= Consigne 1 =
D'après le texte cité sur Alejandro Amenabar, quel metteur en scène et producteur remarque son talent grâce à Himenoptero ?
======== Texte cité
Alejandro Amenabar

Alejandro Amenabar

En seulement trois longs-métrages, Alejandro Amenabar a conquis à la fois la critique et le public, en Europe comme aux Etats-Unis. Film après film, Maria Asuncion Gomez et Santiago Juan-Navarro - professeurs de littérature et cinéma hispaniques à l'université de Miami - font émerger les raisons de ce succès.

PETIT THRILLER DEVIENDRA GRAND

Dans ce premier ouvrage publié en français sur le cinéaste espagnol, les auteurs posent en premier lieu quelques rapides bases. Ils accordent ainsi au thriller le statut de métagenre, c'est-à-dire un genre qui en englobe d'autres, comme le fantastique, le suspense, le drame… Amenabar apparaît ainsi comme doué de la capacité à mélanger ces genres, et donc à maîtriser l'art du thriller. L'auteur-réalisateur a en effet le don de créer toutes sortes de sentiments chez ses spectateurs, Gomez et Juan-Navarro comparant la vision de ses films aux montagnes russes. Les œuvres d'Amenabar sont également comparées à des labyrinthes, tant le réalisateur ouvre de pistes dans ses intrigues, sans pour autant perdre le spectateur en chemin. Ils reviennent aussi sur son parcours: enfance solitaire et artiste, se créant une cinéphilie grâce à la vidéo, puis entamant des études de cinéma. Délaissant les cours trop théoriques, il y rencontre des amis vite indispensables, comme Mateo Gil. Une poignée de courts-métrages plus tard, le metteur en scène et producteur José Luis Cuerda remarque le talent d'Amenabar grâce à Himenoptero. Véritable coup de chance, il propose même à l'étudiant de plancher sur un projet de long-métrage, qu'éventuellement il produirait. Deux ans passèrent avant qu'Amenabar et Gil démarrent vraiment le projet Tesis, tourné rapidement pendant l'été, à faible coût, et qui sortit en 1995.
================
= Consigne 2 =
Combien de lignes ci-dessous contiennent la chaîne « fern » ? Donnez seulement le nombre.
======== Extraits des données
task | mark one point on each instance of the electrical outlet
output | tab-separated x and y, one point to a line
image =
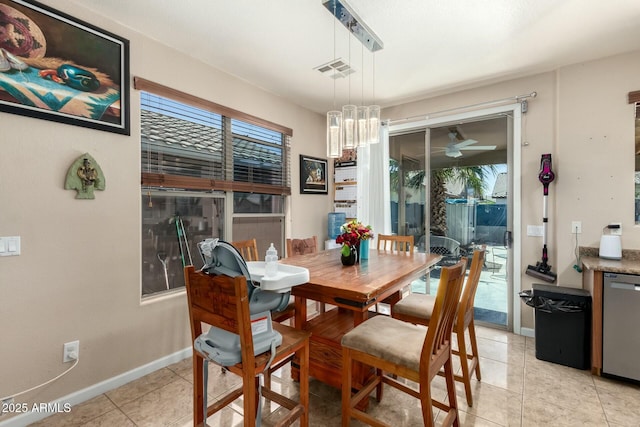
71	351
616	231
576	227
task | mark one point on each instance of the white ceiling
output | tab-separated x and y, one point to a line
430	46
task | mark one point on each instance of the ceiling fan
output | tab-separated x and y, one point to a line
457	143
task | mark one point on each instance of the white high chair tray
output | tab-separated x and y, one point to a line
287	276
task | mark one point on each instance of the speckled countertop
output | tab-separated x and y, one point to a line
629	264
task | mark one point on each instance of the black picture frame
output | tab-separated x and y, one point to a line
313	175
62	69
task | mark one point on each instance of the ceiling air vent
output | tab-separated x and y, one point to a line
335	69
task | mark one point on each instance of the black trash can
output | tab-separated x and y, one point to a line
563	324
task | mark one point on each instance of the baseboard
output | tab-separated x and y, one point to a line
528	332
97	389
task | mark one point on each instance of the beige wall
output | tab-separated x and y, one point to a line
78	277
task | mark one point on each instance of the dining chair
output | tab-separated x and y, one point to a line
418	309
396	243
400	349
222	301
249	251
308	245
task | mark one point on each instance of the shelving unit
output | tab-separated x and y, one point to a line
345	184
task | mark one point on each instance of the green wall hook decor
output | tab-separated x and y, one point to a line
85	176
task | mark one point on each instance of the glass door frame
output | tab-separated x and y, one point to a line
514	199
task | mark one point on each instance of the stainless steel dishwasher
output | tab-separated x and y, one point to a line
620	320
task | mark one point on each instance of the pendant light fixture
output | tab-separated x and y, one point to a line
334	117
354	126
373	134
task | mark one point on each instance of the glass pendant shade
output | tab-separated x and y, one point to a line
374	124
349	117
334	134
362	126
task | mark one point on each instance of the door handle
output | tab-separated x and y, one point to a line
508	239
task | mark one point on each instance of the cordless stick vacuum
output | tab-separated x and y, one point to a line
542	270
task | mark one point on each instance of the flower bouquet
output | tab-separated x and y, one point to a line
353	232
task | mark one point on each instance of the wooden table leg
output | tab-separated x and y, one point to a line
198	384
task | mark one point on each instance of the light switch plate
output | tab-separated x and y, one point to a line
616	231
534	230
11	246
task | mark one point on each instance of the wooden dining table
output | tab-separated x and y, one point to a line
351	291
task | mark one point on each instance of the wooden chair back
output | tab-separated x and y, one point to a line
396	243
220	301
248	249
438	339
302	246
465	311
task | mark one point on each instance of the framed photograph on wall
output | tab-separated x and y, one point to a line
313	175
56	67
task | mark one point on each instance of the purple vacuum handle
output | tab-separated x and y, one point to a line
546	175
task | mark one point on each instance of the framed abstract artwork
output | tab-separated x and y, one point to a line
56	67
313	175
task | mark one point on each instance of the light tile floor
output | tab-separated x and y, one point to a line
516	390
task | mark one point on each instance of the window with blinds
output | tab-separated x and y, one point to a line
194	154
184	146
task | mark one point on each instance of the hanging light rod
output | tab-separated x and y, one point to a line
345	14
517	98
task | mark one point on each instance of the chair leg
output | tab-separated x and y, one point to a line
379	387
304	384
464	361
474	348
347	373
451	391
426	404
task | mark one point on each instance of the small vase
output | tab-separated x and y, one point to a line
350	259
363	252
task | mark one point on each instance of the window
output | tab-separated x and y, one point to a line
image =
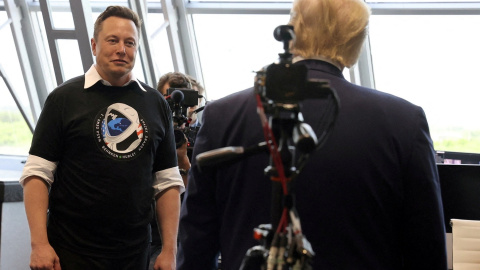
15	135
432	61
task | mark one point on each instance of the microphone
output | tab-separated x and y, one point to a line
199	109
228	154
177	96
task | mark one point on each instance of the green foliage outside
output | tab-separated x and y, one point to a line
456	140
15	136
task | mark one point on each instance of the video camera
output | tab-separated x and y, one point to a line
179	100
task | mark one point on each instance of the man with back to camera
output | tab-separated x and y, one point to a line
368	199
98	142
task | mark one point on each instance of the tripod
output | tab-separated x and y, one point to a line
279	90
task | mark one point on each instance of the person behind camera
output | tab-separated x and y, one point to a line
182	81
99	139
368	199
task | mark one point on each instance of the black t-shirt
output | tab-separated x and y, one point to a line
108	141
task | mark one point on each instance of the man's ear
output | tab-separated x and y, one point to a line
94	46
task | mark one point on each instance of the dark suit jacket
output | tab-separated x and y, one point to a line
369	199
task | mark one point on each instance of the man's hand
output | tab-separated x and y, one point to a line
43	257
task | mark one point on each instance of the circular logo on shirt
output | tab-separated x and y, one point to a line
120	132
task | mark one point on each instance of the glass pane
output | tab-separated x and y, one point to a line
233	47
42	43
70	58
63	19
432	61
159	45
15	137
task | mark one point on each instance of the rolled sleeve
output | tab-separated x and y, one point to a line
40	167
167	178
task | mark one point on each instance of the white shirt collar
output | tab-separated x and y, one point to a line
319	57
92	77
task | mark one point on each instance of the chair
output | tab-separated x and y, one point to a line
466	244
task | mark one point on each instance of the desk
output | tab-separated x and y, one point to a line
14	232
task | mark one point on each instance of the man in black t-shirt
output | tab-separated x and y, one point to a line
98	142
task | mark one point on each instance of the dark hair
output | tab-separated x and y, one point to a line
116	11
175	80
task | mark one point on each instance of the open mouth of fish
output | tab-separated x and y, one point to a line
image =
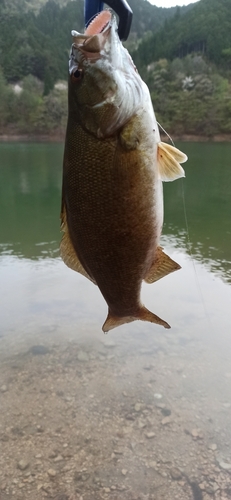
91	43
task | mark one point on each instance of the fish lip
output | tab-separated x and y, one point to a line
83	50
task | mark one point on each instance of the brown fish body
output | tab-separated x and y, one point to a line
112	208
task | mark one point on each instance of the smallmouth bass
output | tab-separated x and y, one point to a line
113	168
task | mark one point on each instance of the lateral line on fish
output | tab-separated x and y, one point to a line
189	248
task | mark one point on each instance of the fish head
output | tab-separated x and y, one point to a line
105	89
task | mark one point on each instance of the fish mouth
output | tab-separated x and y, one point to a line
93	40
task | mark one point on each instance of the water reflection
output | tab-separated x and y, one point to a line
142	413
30	185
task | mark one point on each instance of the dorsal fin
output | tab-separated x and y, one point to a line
169	159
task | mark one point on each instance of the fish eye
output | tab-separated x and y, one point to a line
77	75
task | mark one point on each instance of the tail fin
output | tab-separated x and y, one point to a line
143	314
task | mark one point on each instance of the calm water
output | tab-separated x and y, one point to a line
43	302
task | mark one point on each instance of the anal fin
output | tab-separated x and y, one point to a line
142	314
68	253
162	266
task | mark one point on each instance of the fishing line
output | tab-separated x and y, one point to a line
166	133
188	241
189	248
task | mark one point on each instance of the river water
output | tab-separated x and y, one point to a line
137	375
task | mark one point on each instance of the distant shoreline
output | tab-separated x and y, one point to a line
60	138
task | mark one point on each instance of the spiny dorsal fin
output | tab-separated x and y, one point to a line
169	159
162	266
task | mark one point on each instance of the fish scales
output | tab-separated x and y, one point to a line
104	203
114	164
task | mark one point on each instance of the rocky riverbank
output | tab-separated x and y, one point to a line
84	418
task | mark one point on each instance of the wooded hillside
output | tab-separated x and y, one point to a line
184	55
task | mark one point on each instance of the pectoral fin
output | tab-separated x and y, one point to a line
161	266
142	314
68	252
169	159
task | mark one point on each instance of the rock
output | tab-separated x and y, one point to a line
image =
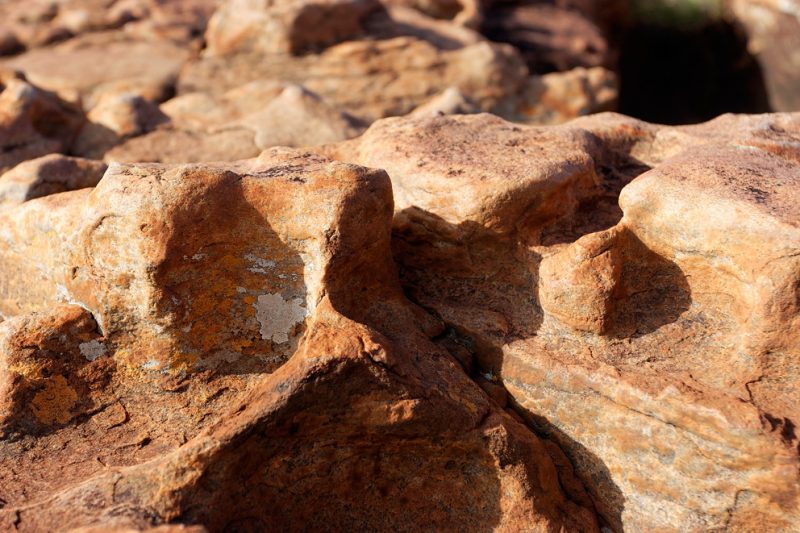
113	119
773	31
561	96
37	23
46	175
52	369
202	110
262	26
240	124
592	317
365	391
299	118
374	79
83	68
463	12
404	60
449	102
33	122
551	39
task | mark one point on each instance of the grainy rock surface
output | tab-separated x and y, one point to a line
271	265
594	316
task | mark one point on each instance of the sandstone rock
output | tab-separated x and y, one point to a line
82	68
263	26
33	122
449	102
561	96
175	145
463	12
364	392
551	39
113	119
593	317
52	369
201	110
773	29
240	124
36	23
403	60
374	79
48	175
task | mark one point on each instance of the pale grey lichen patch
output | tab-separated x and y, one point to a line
278	317
261	264
92	350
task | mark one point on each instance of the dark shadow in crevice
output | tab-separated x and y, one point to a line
681	75
608	499
652	292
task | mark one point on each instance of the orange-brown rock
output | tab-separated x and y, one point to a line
33	122
83	68
52	369
114	118
400	60
773	37
47	175
284	27
652	341
239	124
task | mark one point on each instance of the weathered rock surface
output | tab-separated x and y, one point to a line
593	316
33	122
400	60
365	389
239	124
268	265
47	175
82	69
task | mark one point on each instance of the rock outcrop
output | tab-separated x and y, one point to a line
273	265
300	308
594	316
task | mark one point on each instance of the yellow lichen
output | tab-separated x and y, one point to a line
53	404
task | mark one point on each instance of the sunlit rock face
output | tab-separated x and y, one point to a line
653	339
355	265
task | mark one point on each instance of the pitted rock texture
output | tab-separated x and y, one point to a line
654	341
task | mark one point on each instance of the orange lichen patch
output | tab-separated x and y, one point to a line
53	404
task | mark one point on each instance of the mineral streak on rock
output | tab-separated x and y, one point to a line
594	316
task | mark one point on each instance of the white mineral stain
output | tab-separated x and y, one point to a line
260	263
92	350
278	316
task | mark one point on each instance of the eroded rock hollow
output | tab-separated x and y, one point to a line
349	265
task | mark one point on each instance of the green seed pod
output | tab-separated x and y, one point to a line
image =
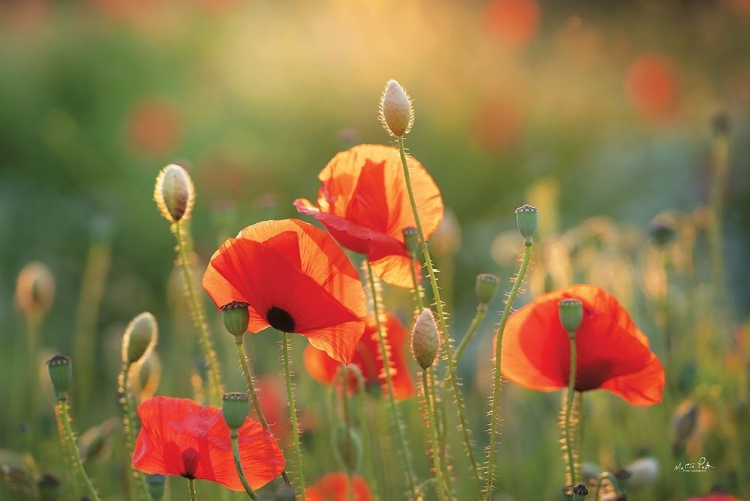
174	193
486	288
234	406
236	316
425	341
396	112
571	315
156	485
61	373
347	447
139	338
526	219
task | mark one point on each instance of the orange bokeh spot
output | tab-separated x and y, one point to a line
651	86
513	22
153	127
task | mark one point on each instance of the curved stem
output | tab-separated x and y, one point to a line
239	343
234	435
64	417
191	489
568	408
441	319
214	375
396	416
293	412
433	430
498	367
129	424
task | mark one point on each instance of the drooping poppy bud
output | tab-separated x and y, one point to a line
174	193
424	339
396	112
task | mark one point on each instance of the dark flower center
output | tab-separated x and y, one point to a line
280	319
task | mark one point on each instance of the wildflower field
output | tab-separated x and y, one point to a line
384	250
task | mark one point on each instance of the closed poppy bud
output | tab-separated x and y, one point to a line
140	338
526	219
411	240
61	374
49	487
396	112
486	288
234	408
424	339
236	317
156	484
347	446
571	315
174	193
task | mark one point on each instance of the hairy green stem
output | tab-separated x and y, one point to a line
239	343
293	412
433	430
64	423
395	414
129	423
214	375
495	404
441	319
568	408
234	435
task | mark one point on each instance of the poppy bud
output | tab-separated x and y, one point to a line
571	315
139	338
174	193
156	484
662	230
526	219
580	492
486	288
234	407
347	446
285	492
411	240
644	472
236	317
35	289
396	112
424	339
49	487
684	421
61	374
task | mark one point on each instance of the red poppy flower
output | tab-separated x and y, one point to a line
364	204
179	437
295	279
612	352
367	357
335	487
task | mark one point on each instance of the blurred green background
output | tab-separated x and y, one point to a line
595	108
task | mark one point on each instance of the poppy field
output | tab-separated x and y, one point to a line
514	271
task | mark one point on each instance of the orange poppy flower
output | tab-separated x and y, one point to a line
179	437
367	357
294	278
335	487
364	204
612	352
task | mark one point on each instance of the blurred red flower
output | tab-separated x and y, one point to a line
179	437
364	203
153	127
651	86
369	360
295	279
335	487
514	22
612	352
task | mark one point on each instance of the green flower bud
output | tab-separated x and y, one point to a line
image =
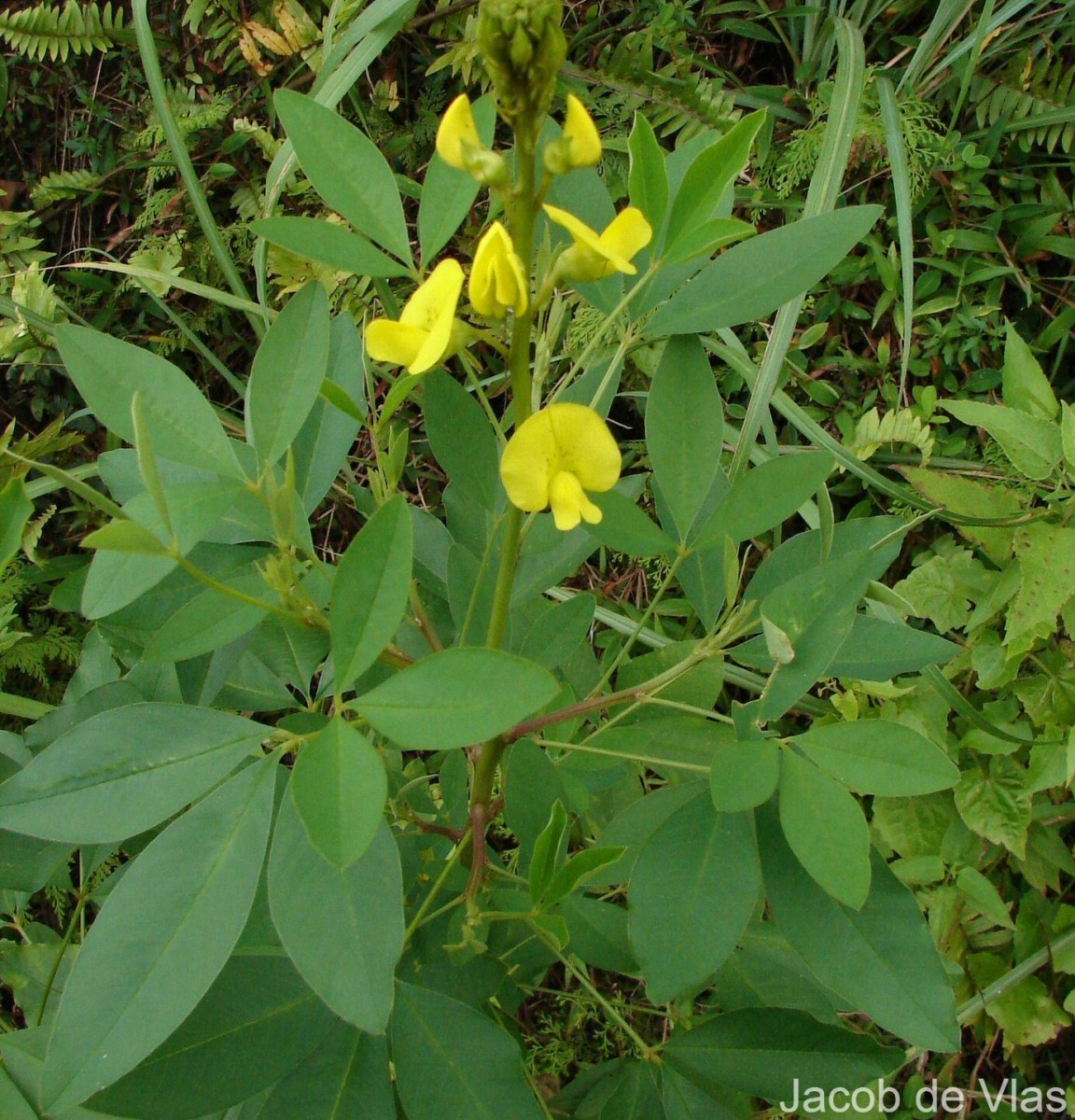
524	46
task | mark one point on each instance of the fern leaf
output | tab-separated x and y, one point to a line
49	31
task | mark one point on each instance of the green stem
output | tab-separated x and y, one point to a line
60	956
158	91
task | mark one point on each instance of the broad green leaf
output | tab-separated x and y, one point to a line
632	828
744	774
684	429
454	1063
766	1051
712	172
826	829
15	512
635	1096
879	756
598	933
665	743
579	869
340	789
124	537
648	182
706	239
342	929
286	374
625	527
448	193
1031	443
984	896
347	171
816	611
972	498
462	438
328	244
559	632
257	1023
684	1100
370	591
456	698
549	850
694	885
766	972
123	771
882	960
161	939
1026	387
764	497
346	1078
14	1106
1068	436
322	446
753	279
180	421
532	788
211	620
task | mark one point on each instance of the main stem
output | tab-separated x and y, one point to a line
524	217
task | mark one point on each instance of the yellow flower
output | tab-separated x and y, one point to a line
456	133
554	457
459	146
423	336
580	146
496	280
596	256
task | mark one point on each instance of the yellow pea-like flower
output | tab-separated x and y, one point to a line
580	146
423	336
596	256
497	281
554	457
456	133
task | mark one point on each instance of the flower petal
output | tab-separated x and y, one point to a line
585	446
395	343
627	234
457	129
569	503
580	232
436	297
583	140
496	278
529	463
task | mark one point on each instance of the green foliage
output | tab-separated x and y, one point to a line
384	817
48	31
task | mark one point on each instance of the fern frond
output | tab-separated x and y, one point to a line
60	185
49	31
1027	90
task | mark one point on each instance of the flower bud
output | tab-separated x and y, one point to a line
524	46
================
= Réponse attendue 1 =
José Luis Cuerda.

= Réponse attendue 2 =
2